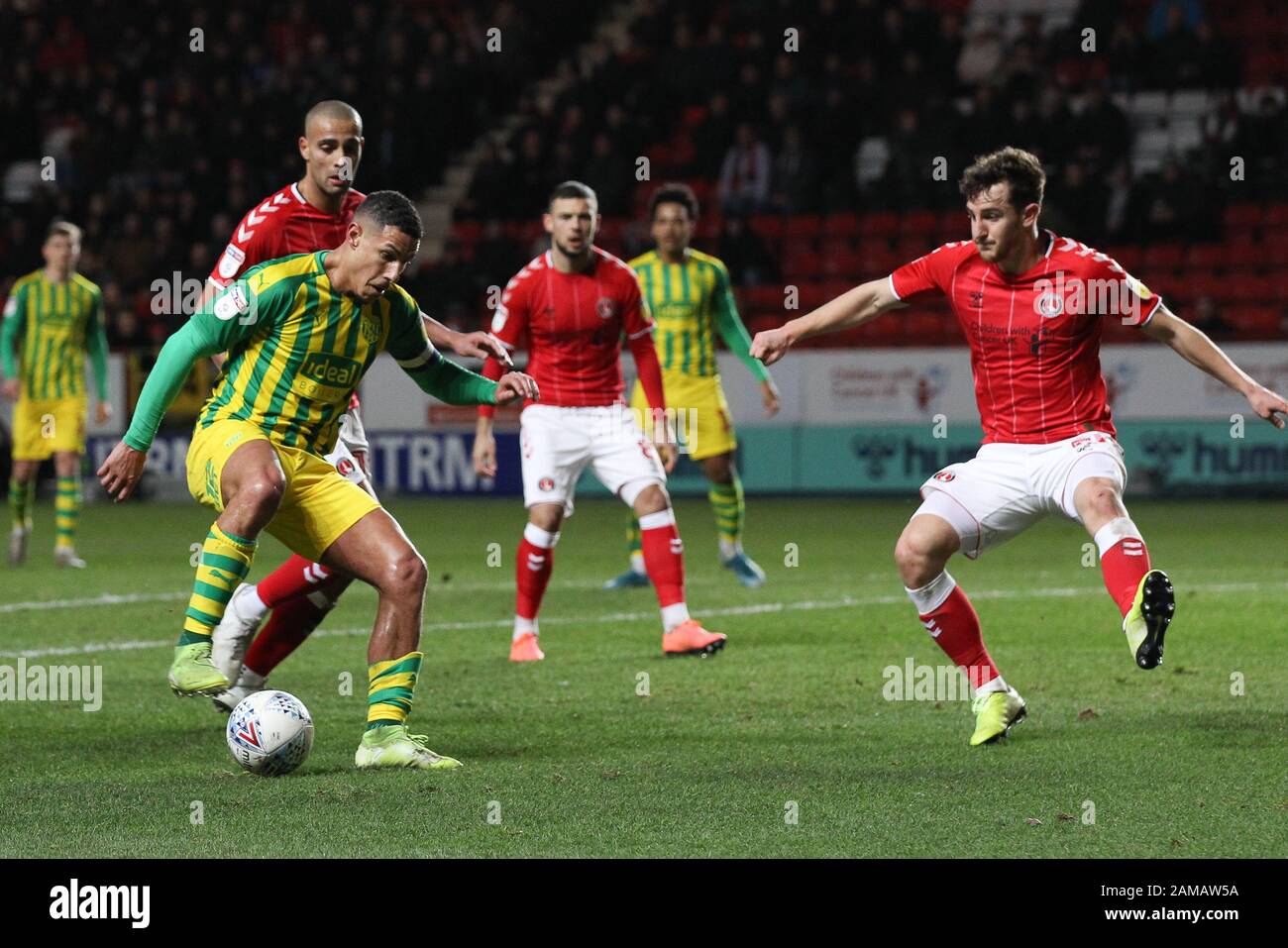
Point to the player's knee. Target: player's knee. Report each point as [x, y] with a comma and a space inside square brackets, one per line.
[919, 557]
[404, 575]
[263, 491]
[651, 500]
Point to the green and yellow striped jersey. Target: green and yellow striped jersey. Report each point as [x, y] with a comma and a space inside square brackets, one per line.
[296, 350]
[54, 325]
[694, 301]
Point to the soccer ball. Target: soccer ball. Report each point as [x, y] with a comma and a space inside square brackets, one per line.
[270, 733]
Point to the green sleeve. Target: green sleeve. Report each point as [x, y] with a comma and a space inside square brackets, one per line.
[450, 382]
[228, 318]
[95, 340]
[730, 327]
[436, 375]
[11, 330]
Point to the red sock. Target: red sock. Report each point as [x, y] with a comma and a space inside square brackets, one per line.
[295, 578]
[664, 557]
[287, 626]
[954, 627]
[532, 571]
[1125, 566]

....................

_PROBLEM DETAILS_
Output exactly the line containing "Point to the green sleeve." together with every line after it, ending at the final line of the entries.

_SOLUTION TO THIS PROBLEM_
Point to the green sleeve. Target: green sleeve. Report each point as [x, y] with a comma and a space inside square brackets, one per line.
[450, 382]
[228, 318]
[95, 340]
[730, 327]
[436, 375]
[11, 330]
Point to the red sock. Target: red sock. Report each point as [x, y] with a comma and a space inside square brackets, one per line.
[295, 578]
[664, 557]
[287, 626]
[954, 627]
[532, 571]
[1125, 566]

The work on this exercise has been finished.